─── Extracted material ───

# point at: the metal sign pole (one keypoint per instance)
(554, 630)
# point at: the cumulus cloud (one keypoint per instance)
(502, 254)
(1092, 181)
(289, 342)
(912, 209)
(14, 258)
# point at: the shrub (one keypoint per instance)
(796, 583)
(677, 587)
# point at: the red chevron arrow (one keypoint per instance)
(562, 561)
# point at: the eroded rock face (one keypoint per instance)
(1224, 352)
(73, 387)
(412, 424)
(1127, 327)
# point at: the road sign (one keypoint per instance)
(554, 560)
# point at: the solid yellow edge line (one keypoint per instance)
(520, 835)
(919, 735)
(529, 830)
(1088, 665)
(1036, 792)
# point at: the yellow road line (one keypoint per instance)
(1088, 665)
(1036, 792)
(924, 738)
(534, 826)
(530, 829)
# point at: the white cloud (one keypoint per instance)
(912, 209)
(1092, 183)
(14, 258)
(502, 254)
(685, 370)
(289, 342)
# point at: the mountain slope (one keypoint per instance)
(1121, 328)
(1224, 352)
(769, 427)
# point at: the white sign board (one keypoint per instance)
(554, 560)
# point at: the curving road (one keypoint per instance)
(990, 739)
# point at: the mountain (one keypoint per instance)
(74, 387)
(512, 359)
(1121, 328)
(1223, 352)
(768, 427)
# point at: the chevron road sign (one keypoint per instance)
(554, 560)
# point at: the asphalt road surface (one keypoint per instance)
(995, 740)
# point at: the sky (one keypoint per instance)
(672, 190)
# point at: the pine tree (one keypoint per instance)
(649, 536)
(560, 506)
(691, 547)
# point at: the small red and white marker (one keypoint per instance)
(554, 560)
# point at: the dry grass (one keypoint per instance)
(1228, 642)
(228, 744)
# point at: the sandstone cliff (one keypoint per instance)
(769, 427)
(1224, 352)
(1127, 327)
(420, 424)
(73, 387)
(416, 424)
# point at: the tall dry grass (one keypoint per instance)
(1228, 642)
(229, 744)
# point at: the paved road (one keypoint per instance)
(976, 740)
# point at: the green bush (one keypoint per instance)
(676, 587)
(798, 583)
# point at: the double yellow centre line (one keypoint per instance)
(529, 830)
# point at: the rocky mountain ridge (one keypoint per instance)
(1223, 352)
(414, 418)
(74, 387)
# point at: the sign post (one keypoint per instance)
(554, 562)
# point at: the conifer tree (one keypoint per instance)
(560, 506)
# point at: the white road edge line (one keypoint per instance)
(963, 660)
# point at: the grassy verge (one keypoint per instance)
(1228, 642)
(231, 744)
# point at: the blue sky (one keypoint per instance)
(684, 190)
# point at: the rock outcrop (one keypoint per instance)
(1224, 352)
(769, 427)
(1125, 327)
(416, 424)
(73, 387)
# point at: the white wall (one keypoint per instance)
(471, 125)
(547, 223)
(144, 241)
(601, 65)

───

**The task:**
Render the material above as a JSON list of strings, with one string per line and any blank lines omitted.

**Answer for this exercise:**
[
  "# point at: the metal sign pole (one keypoint per instance)",
  "(554, 630)",
  "# point at: the cumulus cloud (one keypoint per instance)",
  "(502, 254)",
  "(1092, 181)",
  "(289, 342)",
  "(912, 209)",
  "(14, 258)",
  "# point at: the shrub (one keypoint per instance)",
  "(796, 583)",
  "(677, 587)",
  "# point at: the red chevron arrow (one keypoint per instance)",
  "(562, 561)",
  "# point at: the eroded rock face (one keypoint per instance)",
  "(1224, 352)",
  "(73, 387)",
  "(412, 424)",
  "(1127, 327)",
  "# point at: the road sign (one keypoint per instance)",
  "(554, 560)",
  "# point at: the solid yellow edge line (one keypoint per instance)",
  "(520, 835)",
  "(919, 735)",
  "(529, 830)",
  "(1088, 665)",
  "(1036, 792)",
  "# point at: the yellow road line (one keypoint per instance)",
  "(1088, 665)",
  "(1036, 792)",
  "(924, 738)",
  "(534, 826)",
  "(530, 829)",
  "# point at: the white cloud (one keypoint per instance)",
  "(912, 209)",
  "(1092, 183)",
  "(14, 258)",
  "(502, 254)",
  "(685, 370)",
  "(289, 342)",
  "# point at: the mountain slope (one keypoint per instance)",
  "(1121, 328)",
  "(1224, 352)",
  "(769, 427)",
  "# point at: the white sign board (one keypoint per instance)",
  "(554, 560)",
  "# point at: the curving road (one keypoint per instance)",
  "(990, 739)",
  "# point at: the mountain (one keypoint per instance)",
  "(74, 387)",
  "(512, 359)",
  "(1121, 328)",
  "(1223, 352)",
  "(768, 427)",
  "# point at: the chevron road sign (one keypoint per instance)",
  "(554, 560)",
  "# point at: the asphalt road surface (one keypoint per instance)",
  "(995, 740)",
  "# point at: the sky (one keypoint per instance)",
  "(672, 190)",
  "# point at: the pine tree (one keypoint per instance)",
  "(649, 536)",
  "(560, 506)",
  "(691, 547)",
  "# point at: the small red and white marker (one keypoint per instance)",
  "(554, 560)",
  "# point at: the dry grass (one keypoint per instance)",
  "(1228, 642)",
  "(228, 744)",
  "# point at: the sandstone cliff (one keypoint per instance)",
  "(769, 427)",
  "(1224, 352)",
  "(1127, 327)",
  "(420, 424)",
  "(73, 387)",
  "(416, 424)",
  "# point at: the tall dry grass (one keypoint per instance)",
  "(1228, 642)",
  "(229, 744)",
  "# point at: the paved road (one keypoint per instance)",
  "(976, 740)",
  "# point at: the green bush (one keypoint per instance)",
  "(676, 587)",
  "(798, 583)",
  "# point at: the double yellow centre line (one keypoint per instance)",
  "(529, 830)",
  "# point at: the rocky mountain ridge (one keypoint per instance)",
  "(1223, 352)",
  "(414, 418)",
  "(74, 387)",
  "# point at: the sign post (one keypoint per instance)",
  "(554, 562)",
  "# point at: the conifer tree (one keypoint per instance)",
  "(560, 506)",
  "# point at: the white road edge line (one keypoint per instance)",
  "(963, 660)",
  "# point at: the grassy verge (one keypoint per instance)",
  "(1228, 642)",
  "(231, 744)",
  "# point at: the blue sky (one keypoint per instance)",
  "(684, 190)",
  "# point at: the rock outcrop (one keypoint per instance)",
  "(1224, 352)",
  "(769, 427)",
  "(1125, 327)",
  "(416, 424)",
  "(73, 387)",
  "# point at: the white wall (one keypoint per instance)",
  "(471, 125)",
  "(547, 223)",
  "(144, 241)",
  "(601, 65)"
]